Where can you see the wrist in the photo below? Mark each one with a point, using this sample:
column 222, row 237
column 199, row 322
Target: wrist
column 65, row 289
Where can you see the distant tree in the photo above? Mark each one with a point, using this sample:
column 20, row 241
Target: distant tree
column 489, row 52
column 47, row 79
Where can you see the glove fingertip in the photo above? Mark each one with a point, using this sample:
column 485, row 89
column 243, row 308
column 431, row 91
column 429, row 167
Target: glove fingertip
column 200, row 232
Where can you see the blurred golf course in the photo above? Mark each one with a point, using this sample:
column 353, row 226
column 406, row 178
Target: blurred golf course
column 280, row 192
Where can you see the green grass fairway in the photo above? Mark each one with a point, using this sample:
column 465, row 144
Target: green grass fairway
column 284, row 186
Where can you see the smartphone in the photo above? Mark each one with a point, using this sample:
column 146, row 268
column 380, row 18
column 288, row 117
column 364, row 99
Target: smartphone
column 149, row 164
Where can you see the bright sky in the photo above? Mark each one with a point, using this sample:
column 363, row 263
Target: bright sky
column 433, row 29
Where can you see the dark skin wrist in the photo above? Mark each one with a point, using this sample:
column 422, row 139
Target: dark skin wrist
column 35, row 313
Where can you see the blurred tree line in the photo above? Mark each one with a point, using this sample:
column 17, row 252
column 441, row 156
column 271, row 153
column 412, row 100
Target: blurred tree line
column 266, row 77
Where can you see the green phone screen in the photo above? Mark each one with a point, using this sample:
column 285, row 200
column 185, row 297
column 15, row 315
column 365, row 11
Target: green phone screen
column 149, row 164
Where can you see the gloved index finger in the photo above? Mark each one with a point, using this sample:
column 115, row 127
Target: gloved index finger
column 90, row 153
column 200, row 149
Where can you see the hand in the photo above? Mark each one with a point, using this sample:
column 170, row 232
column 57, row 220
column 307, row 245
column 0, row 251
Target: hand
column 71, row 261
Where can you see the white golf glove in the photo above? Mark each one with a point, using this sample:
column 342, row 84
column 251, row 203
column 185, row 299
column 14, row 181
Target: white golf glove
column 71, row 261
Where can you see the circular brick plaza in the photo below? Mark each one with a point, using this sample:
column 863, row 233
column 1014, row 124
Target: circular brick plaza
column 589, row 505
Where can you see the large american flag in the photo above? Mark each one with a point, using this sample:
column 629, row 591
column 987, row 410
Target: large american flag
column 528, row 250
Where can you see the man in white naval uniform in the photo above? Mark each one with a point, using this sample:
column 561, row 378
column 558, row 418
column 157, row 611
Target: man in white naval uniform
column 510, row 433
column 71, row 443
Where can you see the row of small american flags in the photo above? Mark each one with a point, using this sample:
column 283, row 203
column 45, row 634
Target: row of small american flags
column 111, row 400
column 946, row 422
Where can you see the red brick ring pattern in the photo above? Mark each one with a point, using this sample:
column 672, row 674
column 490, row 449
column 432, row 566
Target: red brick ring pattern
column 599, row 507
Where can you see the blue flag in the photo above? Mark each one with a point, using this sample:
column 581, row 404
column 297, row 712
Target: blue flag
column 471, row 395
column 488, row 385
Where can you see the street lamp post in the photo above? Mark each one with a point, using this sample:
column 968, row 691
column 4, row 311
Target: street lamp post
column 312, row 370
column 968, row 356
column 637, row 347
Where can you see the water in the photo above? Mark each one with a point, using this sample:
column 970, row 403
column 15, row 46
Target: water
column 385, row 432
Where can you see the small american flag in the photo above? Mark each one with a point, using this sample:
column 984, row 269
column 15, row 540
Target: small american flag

□ □ □ □ □

• _Goal_:
Rewrite the part of the listing that opens with the line containing "Where can you see the hand" and closes with the line containing "column 488, row 385", putting "Label" wherever "Target" appears and changing nothing else.

• _Full response_:
Where can you see the hand in the photo above? Mark each one with a point, using this sample:
column 170, row 232
column 57, row 220
column 307, row 245
column 0, row 251
Label: hand
column 71, row 261
Where can you see the white golf glove in the photo above? Mark each one with a point, using this sample:
column 342, row 84
column 251, row 203
column 185, row 299
column 14, row 181
Label: white golf glove
column 71, row 261
Where can you see the circular brick plaza in the photo below? Mark each one with a point, using this sample:
column 863, row 233
column 1014, row 124
Label: circular brick plaza
column 589, row 505
Where can you see the large american flag in the photo above? Mark each one with a point, using this sample:
column 629, row 591
column 987, row 410
Label: large american flag
column 528, row 250
Where can you see the man in white naval uniform in the photo above? Mark each one with a point, using this sample:
column 561, row 378
column 558, row 418
column 157, row 611
Label: man in white naval uniform
column 510, row 433
column 71, row 443
Where can you see the row of small american flags in the photo above? Mark each one with a point, using this sample:
column 283, row 203
column 45, row 634
Label: row of small american flags
column 111, row 400
column 946, row 422
Where can you see the red brick ring pattern in the photo above? Mark each one with a point, using this sample:
column 672, row 674
column 490, row 449
column 432, row 566
Label: red brick ring pattern
column 599, row 507
Where can you see the blue flag in the photo above? Mark each one with a point, using this sample:
column 581, row 404
column 297, row 712
Label: blue flag
column 471, row 395
column 488, row 385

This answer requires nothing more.